- EXERCISE GOAL
Please rewrite the part of the post on campus rape that opens with the words containing "Rape is in the" and closes with "on college campuses.", putting "female students" in place of "college women".

- DOCUMENT EXCERPT
────────────────────────────────────────
Saturday, January 25, 2014

Coed Rape...Preventable?

Rape is in the news again, this time with POTUS and VPOTUS weighing in on the subject, appearing together recently insisting that college men should be more respectful of college women and not go around raping them. Could one espy a nudge-nudge-wink-wink in their performance? The subject was rape on college campuses.

A report came from the White House Council on Women and Girls, which issued this statement: “No one is more at risk of being raped or sexually assaulted than women at our nation's colleges and universities.” A White House report highlights a stunning prevalence of rape on college campuses, with 1 in 5 female students assaulted while only 1 in 8 student victims report it, according to the Associated Press. One wonders how the one-in-five assaults is determined if seven-of-eight do not report assaults.

A few months ago, the prevailing statistics had to do with rape in the military—3,374 reported in 2012, with 238 convictions in military courts, but also 26,000 other assaults (including groping, etc.) that were not reported, an increase of 37% from 2011. Ostensibly, the episodes were not reported for fear of losing rank or location or whatever. One wonders at the determination of 26,000 assaults if they weren't reported—all smoke-and-mirror stuff, or is there documentation of the undocumented somewhere?

The president appointed a task force to investigate the instant matter and gave it 90 days to structure solutions. The report said campus sexual assaults are fueled by drinking and drug use that can incapacitate victims, often at student parties at the hands of someone they know. Surprise, surprise! Will the task-force recognize this circumstance as a reference-point for beginning its work, or will this become another useless exercise mostly ignoring the obvious but making POTUS and VPOTUS look concerned?

Sixty or so years ago, college/university administrations acted as surrogate parents for women students, about the time early “boomers” became of age and began running things. Girls signed in and out of dormitories in the evening and were required to observe curfews. The reason was simple, to wit, guarding against rape and other things such as pregnancies and STDs. No such demands were made of men since they were considered able to take care of themselves. Has anyone heard of a White House Council on Men and Boys?
────────────────────────────────────────
- INFORMATION SUPPLIED
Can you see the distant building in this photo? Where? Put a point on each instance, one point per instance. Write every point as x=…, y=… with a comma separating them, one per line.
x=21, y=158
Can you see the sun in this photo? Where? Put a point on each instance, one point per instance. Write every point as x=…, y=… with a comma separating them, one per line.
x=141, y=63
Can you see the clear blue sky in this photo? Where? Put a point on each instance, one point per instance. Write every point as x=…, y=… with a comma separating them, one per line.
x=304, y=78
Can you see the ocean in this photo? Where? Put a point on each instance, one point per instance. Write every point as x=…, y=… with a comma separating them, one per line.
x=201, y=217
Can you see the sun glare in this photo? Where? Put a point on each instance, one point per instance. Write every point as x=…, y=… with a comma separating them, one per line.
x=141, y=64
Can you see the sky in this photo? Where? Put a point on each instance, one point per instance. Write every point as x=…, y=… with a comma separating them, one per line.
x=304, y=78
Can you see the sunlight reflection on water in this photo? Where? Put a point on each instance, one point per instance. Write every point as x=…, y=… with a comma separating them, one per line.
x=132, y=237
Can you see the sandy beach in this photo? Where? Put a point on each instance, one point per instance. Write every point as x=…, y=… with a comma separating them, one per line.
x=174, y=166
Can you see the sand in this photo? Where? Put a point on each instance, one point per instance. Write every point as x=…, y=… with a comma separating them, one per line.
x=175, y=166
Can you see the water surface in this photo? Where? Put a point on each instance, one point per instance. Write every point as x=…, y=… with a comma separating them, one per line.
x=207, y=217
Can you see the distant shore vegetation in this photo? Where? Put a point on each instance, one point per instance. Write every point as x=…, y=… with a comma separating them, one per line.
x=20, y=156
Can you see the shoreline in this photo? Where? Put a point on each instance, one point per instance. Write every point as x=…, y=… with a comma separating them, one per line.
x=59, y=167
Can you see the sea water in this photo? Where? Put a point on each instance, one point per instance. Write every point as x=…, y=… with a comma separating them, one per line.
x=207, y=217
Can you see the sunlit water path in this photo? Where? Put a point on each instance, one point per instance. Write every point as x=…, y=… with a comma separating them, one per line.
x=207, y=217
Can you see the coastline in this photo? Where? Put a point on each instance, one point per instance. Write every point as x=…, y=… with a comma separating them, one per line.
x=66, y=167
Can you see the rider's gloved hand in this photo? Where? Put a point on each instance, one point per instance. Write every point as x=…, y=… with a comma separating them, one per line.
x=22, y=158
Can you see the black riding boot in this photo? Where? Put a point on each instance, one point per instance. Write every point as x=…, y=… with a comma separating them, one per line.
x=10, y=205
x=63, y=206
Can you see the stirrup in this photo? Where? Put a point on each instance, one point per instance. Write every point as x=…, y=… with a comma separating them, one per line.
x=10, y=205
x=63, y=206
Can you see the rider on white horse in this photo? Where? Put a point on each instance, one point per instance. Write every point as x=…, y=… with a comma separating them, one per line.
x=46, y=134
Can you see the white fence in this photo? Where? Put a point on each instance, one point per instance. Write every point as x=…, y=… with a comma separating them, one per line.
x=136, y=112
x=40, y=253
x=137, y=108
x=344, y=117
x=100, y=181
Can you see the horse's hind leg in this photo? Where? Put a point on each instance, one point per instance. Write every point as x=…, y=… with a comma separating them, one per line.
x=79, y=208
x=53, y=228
────────────────────────────────────────
- COMPLETE OUTPUT
Rape is in the news again, this time with POTUS and VPOTUS weighing in on the subject, appearing together recently insisting that college men should be more respectful of female students and not go around raping them. Could one espy a nudge-nudge-wink-wink in their performance? The subject was rape on college campuses.